— Written instruction —
Reproduce the data from the line holding "notation: point(351, 254)." through the line holding "point(1044, 537)", both included, swapping "main landing gear wheel" for "main gear wheel" and keeping everything else identical.

[Point annotation data]
>>
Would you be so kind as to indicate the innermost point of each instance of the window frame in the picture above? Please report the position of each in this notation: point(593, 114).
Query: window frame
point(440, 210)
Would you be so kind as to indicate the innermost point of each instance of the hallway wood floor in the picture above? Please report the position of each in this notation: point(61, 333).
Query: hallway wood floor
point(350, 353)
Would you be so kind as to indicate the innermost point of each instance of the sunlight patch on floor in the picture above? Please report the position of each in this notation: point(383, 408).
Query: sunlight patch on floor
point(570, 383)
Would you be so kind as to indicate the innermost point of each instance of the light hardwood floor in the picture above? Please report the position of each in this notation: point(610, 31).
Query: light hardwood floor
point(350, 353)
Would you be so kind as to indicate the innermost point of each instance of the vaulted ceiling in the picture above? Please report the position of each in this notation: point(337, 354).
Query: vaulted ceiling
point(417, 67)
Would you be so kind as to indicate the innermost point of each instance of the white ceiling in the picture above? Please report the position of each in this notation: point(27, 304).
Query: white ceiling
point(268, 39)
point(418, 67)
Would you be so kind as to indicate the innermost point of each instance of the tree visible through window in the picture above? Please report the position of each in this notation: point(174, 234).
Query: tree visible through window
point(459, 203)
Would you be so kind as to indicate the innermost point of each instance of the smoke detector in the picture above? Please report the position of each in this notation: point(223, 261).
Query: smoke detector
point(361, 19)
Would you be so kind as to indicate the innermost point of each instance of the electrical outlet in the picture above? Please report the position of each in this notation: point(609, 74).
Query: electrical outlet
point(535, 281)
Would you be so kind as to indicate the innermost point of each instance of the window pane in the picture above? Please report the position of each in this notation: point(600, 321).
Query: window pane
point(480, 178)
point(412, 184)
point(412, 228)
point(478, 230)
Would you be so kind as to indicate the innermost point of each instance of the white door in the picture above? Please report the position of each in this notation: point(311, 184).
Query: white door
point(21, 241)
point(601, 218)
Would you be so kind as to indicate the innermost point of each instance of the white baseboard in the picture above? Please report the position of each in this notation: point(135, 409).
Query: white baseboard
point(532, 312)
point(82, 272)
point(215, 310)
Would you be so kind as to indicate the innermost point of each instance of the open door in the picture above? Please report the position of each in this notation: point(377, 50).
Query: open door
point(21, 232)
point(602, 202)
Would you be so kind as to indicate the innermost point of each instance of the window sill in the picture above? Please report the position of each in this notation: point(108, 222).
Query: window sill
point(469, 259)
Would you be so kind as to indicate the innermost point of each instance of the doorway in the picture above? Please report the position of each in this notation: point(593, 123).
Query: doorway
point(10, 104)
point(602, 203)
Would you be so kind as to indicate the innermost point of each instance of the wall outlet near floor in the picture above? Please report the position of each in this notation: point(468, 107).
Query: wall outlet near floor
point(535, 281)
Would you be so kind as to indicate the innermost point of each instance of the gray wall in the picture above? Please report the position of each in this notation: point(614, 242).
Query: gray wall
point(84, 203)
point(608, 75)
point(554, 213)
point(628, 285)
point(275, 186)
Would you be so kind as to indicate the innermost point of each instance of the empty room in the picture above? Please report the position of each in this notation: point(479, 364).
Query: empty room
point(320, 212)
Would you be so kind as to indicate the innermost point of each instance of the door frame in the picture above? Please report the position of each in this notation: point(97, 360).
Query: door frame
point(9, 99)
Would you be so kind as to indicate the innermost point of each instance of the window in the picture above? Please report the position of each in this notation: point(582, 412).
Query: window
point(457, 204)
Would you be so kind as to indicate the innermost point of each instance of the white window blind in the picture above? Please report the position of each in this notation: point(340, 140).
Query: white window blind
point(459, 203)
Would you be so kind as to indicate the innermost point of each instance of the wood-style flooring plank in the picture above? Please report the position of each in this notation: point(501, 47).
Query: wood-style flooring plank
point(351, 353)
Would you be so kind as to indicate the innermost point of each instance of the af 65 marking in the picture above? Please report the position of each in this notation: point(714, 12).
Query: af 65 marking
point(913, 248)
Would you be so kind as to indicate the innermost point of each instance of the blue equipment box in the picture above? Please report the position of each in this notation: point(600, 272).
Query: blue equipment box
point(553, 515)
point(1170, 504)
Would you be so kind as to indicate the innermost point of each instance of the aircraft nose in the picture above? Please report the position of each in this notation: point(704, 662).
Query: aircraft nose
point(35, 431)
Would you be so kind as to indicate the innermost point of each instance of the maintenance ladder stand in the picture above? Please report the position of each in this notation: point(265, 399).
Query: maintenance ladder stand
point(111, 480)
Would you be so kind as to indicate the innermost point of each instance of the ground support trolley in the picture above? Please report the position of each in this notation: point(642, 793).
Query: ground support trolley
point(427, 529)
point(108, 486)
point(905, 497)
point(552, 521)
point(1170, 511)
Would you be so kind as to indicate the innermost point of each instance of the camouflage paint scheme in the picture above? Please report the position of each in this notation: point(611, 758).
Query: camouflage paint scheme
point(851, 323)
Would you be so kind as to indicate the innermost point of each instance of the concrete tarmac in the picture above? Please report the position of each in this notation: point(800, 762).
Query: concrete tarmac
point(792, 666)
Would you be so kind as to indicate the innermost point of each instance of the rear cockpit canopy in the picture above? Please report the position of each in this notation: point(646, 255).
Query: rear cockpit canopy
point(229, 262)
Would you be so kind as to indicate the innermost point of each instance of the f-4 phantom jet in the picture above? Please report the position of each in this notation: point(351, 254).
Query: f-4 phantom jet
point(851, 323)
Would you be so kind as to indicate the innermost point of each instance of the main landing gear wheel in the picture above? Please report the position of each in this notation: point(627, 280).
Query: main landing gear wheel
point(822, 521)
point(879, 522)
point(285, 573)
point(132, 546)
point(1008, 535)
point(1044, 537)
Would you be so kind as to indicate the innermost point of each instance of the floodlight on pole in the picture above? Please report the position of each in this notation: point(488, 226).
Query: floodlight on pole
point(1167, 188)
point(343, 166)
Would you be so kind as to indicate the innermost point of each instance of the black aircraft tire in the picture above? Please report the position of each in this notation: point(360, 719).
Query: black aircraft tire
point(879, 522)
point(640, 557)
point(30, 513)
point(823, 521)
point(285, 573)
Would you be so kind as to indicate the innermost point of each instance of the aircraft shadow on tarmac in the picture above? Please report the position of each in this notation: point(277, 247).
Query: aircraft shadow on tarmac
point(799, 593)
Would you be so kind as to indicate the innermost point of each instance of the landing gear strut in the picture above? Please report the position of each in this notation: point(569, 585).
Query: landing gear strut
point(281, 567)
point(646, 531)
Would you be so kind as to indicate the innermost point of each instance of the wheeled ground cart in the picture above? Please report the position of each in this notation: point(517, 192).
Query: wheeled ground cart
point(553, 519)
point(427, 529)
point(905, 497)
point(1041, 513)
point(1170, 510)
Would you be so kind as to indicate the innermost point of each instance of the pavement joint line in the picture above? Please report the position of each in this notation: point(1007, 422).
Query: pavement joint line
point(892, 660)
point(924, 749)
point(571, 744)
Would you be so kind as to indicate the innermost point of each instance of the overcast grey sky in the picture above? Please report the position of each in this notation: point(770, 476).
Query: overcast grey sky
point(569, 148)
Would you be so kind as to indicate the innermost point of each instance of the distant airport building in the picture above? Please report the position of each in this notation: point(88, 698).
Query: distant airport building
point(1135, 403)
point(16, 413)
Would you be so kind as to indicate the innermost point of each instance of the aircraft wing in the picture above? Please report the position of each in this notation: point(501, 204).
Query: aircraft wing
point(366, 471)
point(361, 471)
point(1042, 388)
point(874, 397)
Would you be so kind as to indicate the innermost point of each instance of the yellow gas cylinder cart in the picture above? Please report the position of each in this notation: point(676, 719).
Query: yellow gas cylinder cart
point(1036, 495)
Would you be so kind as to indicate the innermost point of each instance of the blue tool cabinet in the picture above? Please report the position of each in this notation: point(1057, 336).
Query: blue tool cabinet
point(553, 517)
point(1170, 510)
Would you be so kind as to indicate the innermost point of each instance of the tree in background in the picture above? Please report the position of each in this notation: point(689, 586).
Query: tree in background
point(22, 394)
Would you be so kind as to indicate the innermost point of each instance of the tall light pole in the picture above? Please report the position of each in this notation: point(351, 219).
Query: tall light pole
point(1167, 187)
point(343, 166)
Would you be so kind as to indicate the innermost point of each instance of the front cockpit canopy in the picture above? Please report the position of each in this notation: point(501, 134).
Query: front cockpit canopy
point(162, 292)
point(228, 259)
<<
— Expected answer —
Would you be so kind as to indicate the innermost point of each instance of the f-4 phantom jet in the picture above? Please report the position of each in this notation: point(351, 254).
Query: f-4 phantom jet
point(851, 323)
Would you be so kind as to indicate the innermost point of each instance of the main gear wheel in the picture above? Please report the position of each in this notation: point(627, 280).
Query: main gear wheel
point(822, 521)
point(879, 522)
point(285, 573)
point(132, 546)
point(1008, 535)
point(1044, 537)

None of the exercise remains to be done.